━━ Excerpted text ━━
The Letter/Neon Rainbow is the debut album by American blue-eyed soul band the Box Tops, released in 1967. Following "The Letter" reaching number one on the singles charts, The Letter/Neon Rainbow was quickly assembled for a follow up. The album peaked at number 87 on the Billboard Pop Albums chart in 1968.

History
Most of the backing tracks were performed by session musicians; however the original group played the hit "The Letter". The session musicians likely consisted of  Reggie Young and Bobby Womack (guitars), Tommy Cogbill (bass), Bobby Emmons (piano, organ), and Gene Chrisman (drums).

Although lead singer Alex Chilton (16 at the time) had already written a number of songs, none were included on the Box Tops' debut LP, perhaps due to his relative inexperience with songwriting. Chilton later had a significant songwriting role in the cult power pop band Big Star, and after the dissolution of the group continued to develop his career as a solo artist.

The Letter/Neon Rainbow was re-released on CD in 2000 on the Sundazed label (SC 6158) with four additional tracks. These included the mono single versions of "The Letter" and "Neon Rainbow"; the 1969 single "Turn on a Dream"; and the previously unreleased track "Georgia Farm Boy".

Reception

Writing for AllMusic, music critic Richie Unterberger noted Chilton's strong vocals but called the album "a spotty affair showing every indication of having been assembled very quickly in the wake of "The Letter" soaring to number one."
━━━
━━ Information supplied ━━
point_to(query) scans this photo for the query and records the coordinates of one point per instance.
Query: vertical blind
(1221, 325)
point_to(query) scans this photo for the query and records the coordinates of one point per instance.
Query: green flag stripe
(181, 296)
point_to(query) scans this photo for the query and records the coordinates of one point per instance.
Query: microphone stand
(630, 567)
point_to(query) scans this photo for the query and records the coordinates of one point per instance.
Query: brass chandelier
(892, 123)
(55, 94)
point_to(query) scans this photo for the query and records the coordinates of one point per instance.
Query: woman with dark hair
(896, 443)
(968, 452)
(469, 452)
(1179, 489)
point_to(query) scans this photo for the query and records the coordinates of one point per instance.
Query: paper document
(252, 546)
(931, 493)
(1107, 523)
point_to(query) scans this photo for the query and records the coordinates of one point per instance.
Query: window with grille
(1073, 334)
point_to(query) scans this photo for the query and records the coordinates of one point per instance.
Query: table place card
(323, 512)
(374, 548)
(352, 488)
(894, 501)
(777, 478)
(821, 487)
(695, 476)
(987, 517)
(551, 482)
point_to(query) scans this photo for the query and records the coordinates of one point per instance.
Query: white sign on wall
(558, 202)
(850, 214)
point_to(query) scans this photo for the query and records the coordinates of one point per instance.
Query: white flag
━━━
§ Work instruction:
Please pick up the text on The Letter/Neon Rainbow after its last sentence and continue it. The entries are separate from the text on The Letter/Neon Rainbow.

§ Final answer:
Track listing
"The Letter" (Wayne Carson Thompson) – 1:55
"She Knows How" (Thompson) – 3:08
"Trains and Boats and Planes" (Burt Bacharach, Hal David) – 3:48
"Break My Mind" (John D. Loudermilk) – 2:29
"A Whiter Shade of Pale" (Gary Brooker, Keith Reid, Matthew Fisher) – 4:34
"Everything I Am" (Spooner Oldham, Dan Penn) – 2:20
"Neon Rainbow" (Thompson) – 3:04
"People Make the World" (Bobby Womack) – 2:31
"I'm Your Puppet" (Oldham, Penn) – 2:54
"Happy Times" (Oldham, Penn) – 1:46
"Gonna Find Somebody" (Womack) – 3:02
"I Pray for Rain" (Oldham, Penn) – 2:26

CD bonus tracks
"Turn on a Dream" (Mark James) – 2:50
"The Letter" (Thompson) – 1:58
"Neon Rainbow" (Thompson) – 3:00
"Georgia Farm Boy" (Mickey Newbury) – 3:48

Personnel
The Box Tops
Alex Chilton – vocals, guitar
Bill Cunningham – bass guitar
John Evans – keyboards
Danny Smythe – drums
Gary Talley – guitar, backing vocals
with:
Dan Penn – backing vocals
Unnamed session musicians

Production notes
Produced by Dan Penn
Engineered by Chips Moman
Remastered by Bob Irwin at Sundazed Studios, Coxsackie, NY
Original cover photo by Frank Lerner
Cover art by Rich Russell
Original cover design – Steven Craig Productions
Liner notes by Jud Cost and Hal Smith (original and re-issue)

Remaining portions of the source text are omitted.